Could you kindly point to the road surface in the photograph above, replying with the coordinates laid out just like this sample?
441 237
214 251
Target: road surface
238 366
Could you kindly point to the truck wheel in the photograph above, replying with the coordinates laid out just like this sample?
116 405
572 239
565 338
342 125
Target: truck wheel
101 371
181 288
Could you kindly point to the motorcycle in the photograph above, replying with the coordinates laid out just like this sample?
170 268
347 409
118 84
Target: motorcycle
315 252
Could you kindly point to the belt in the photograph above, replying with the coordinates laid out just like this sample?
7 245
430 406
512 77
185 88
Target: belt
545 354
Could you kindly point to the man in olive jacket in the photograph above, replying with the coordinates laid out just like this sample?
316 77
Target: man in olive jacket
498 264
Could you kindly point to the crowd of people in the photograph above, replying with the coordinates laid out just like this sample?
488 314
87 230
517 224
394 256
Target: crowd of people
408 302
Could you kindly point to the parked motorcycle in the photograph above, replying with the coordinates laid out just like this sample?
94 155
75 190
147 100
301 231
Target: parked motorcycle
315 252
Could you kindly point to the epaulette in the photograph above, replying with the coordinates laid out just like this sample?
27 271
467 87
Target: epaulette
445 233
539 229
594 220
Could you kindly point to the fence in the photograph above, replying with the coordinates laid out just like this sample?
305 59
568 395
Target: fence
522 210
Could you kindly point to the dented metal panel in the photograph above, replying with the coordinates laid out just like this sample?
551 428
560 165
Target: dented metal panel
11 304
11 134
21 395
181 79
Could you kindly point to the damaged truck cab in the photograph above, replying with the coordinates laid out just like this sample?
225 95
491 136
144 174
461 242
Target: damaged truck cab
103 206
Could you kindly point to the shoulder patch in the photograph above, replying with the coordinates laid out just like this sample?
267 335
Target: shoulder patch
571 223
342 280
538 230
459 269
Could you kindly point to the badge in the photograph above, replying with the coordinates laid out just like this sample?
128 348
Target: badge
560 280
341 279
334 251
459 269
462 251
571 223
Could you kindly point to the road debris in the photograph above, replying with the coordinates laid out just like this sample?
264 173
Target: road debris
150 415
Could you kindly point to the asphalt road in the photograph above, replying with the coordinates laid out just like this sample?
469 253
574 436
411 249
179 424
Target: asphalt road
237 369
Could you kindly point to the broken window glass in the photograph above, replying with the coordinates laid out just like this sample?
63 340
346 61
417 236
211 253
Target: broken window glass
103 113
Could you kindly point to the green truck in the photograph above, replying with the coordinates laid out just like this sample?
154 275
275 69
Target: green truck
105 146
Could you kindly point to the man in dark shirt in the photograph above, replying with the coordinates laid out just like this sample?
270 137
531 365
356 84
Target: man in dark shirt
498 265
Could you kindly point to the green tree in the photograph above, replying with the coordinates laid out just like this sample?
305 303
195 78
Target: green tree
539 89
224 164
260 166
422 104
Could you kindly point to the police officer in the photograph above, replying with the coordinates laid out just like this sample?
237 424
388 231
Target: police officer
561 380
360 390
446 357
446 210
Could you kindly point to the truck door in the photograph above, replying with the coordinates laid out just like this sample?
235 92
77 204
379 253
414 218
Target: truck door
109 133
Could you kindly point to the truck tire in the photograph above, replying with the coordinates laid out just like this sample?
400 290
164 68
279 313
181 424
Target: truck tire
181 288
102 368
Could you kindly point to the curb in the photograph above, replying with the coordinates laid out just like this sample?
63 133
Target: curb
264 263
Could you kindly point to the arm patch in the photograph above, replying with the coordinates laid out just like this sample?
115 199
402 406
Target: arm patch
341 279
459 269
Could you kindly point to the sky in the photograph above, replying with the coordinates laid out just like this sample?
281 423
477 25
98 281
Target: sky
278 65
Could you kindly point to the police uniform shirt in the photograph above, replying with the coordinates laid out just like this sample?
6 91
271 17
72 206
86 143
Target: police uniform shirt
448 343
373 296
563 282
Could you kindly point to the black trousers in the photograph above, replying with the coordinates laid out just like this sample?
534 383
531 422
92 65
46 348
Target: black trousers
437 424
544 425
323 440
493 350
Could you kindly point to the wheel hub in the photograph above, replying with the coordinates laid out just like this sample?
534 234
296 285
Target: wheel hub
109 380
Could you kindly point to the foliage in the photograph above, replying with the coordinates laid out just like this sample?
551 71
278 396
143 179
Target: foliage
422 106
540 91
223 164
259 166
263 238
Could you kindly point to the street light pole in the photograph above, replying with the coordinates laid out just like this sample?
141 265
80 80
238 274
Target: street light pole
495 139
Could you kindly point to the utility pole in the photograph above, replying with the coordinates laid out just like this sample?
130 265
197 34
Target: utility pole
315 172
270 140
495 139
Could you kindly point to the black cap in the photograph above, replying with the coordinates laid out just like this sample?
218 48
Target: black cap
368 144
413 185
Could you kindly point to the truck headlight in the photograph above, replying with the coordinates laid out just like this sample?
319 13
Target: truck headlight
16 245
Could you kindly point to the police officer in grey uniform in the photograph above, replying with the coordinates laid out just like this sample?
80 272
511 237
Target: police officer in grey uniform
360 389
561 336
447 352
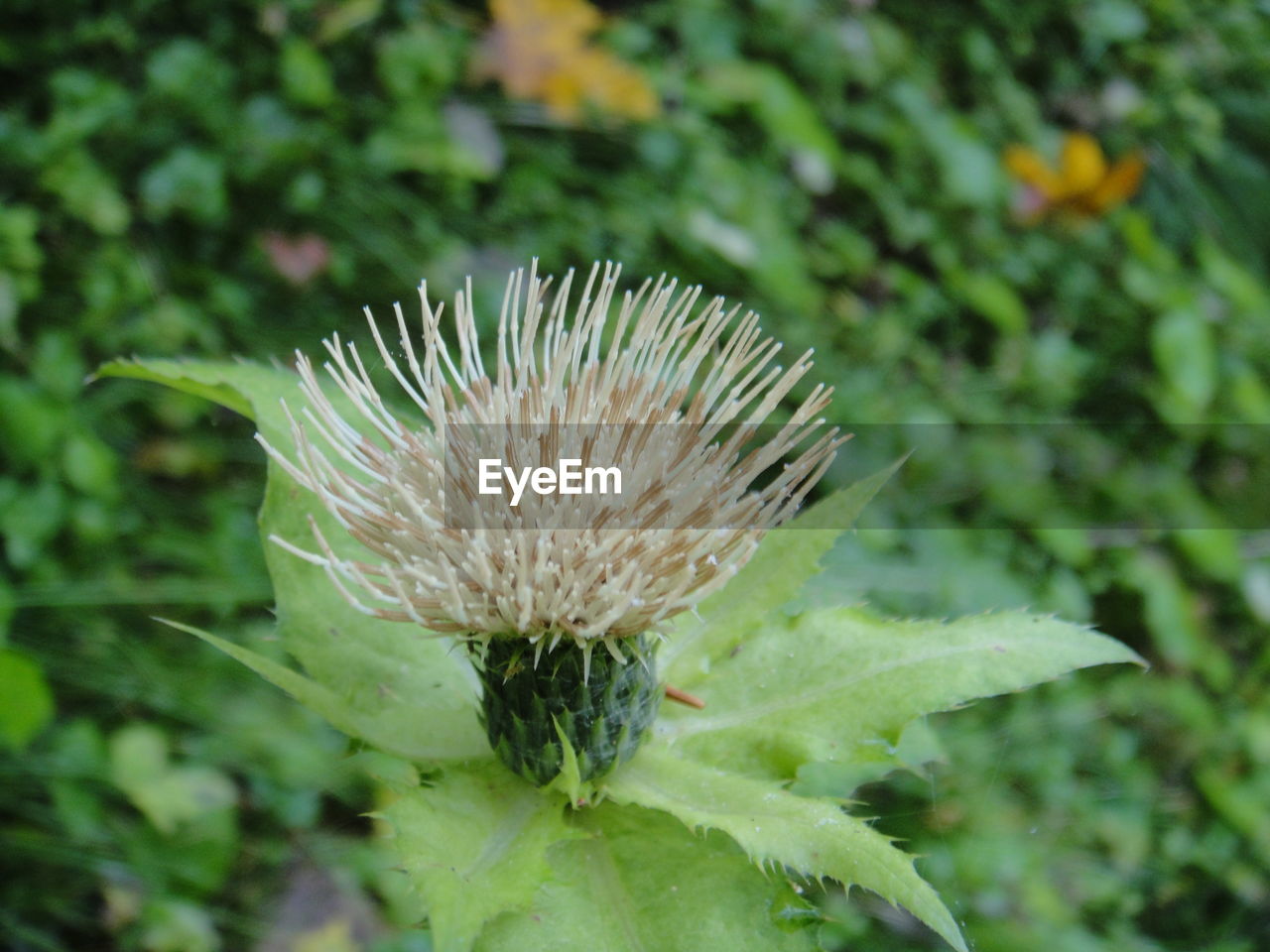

+--

• **THE PROBLEM**: Put the rows from the line containing "Could you kindly point to the police officer in grey" through the end of the rows, both included, into a JSON list of strings with one string per line and blank lines left out. Leave the pictures out of the answer.

• **RESULT**:
[
  "Could you kindly point to the police officer in grey uniform in the photograph above, replying with the coordinates laid out just like this sample?",
  "80 272",
  "511 237",
  "Target: police officer in grey uniform",
  "360 389",
  "561 336",
  "447 352"
]